Directions for this task:
Please report how many lines in the entries below contain the word "instance", giving only the number.

[START]

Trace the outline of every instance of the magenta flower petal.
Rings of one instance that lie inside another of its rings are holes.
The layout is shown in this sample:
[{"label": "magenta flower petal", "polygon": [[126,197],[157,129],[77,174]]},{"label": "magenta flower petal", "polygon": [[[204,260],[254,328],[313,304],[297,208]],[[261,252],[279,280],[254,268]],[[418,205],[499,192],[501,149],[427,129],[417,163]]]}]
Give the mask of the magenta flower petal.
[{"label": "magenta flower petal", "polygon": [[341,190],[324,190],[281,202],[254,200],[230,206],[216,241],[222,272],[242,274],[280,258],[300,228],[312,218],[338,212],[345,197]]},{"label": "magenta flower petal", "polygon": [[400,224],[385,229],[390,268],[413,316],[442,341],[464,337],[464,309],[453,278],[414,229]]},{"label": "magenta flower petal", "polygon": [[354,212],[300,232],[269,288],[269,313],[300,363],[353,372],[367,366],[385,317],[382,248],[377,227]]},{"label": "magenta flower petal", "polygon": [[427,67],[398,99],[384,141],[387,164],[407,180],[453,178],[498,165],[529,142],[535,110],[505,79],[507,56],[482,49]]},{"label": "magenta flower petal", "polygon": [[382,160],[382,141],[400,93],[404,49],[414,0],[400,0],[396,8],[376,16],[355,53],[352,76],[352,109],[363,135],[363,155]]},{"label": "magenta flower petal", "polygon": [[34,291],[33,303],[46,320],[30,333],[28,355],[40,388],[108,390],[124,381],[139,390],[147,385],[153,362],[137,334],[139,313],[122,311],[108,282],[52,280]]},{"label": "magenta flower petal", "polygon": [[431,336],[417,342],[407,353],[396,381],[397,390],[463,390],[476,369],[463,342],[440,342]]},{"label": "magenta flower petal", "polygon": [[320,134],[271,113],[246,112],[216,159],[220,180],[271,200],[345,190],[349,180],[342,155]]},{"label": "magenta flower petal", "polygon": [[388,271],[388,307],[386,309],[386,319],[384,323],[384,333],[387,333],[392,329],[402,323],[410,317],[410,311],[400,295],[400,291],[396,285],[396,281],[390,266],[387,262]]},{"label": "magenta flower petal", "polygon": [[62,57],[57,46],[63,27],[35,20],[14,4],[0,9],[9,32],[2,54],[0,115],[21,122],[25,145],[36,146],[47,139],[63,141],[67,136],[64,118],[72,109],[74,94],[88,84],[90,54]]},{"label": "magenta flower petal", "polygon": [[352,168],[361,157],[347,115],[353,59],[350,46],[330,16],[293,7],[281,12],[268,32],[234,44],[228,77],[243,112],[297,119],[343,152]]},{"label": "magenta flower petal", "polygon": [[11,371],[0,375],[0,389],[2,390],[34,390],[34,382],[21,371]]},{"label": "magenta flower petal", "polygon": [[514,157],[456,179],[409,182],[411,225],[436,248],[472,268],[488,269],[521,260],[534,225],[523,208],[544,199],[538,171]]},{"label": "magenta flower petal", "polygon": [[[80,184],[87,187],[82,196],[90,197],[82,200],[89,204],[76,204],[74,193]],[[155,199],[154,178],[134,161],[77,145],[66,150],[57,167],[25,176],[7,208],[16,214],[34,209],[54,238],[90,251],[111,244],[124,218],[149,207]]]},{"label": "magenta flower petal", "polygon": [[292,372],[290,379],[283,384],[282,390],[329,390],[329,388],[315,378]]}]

[END]

Solution below:
2